> _YOUR OBJECTIVE_
Copy out, character for character, the stretch from the line containing "Give each target" through the line containing "positive clicks: (281, 86)", both ends included.

> _RECORD SET_
************

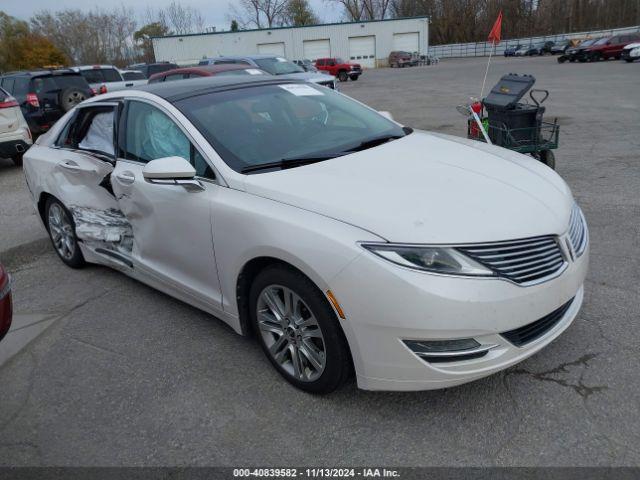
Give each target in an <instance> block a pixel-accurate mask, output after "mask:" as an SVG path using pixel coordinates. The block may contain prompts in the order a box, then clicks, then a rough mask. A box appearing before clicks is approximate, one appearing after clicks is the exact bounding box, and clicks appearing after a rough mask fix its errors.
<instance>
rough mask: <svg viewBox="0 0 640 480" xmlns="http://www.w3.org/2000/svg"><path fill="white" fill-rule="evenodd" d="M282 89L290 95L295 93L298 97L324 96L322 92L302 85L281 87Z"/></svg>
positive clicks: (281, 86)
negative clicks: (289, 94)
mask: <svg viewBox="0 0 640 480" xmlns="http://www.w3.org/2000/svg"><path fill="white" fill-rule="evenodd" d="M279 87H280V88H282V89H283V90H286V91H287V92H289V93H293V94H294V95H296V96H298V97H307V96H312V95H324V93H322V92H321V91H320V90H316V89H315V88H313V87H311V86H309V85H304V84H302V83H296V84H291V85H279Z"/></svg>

************

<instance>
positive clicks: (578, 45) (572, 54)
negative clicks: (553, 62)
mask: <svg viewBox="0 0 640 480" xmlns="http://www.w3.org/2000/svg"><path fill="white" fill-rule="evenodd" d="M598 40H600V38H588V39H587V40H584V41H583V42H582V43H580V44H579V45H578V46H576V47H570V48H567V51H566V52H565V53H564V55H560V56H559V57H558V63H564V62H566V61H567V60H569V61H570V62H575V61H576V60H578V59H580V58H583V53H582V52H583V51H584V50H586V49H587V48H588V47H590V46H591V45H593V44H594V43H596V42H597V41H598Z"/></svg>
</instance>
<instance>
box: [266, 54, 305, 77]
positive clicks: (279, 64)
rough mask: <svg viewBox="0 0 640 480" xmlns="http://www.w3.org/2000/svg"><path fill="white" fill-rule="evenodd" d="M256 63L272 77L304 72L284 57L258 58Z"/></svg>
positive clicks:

************

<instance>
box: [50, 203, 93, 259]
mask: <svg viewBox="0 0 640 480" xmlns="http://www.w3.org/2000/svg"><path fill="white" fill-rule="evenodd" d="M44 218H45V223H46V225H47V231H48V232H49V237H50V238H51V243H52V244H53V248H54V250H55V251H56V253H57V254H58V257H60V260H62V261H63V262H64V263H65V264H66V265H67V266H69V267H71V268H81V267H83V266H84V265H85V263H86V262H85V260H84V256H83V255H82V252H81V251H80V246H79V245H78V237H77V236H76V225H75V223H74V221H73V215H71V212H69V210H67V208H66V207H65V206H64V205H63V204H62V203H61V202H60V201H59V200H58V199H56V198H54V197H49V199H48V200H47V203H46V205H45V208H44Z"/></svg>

************

> _RESULT BELOW_
Give each target in an <instance> block a pixel-accurate mask, output after "mask:" as an SVG path using pixel coordinates. The block may contain prompts in the order a box, then clicks, then a rough mask. A box appearing before clicks is approximate, one appearing after clicks is the exact bounding box, and clicks appearing after a rough mask fix its errors.
<instance>
rough mask: <svg viewBox="0 0 640 480" xmlns="http://www.w3.org/2000/svg"><path fill="white" fill-rule="evenodd" d="M282 89L290 95L295 93L298 97L324 96L322 92L302 85L281 87Z"/></svg>
positive clicks: (281, 86)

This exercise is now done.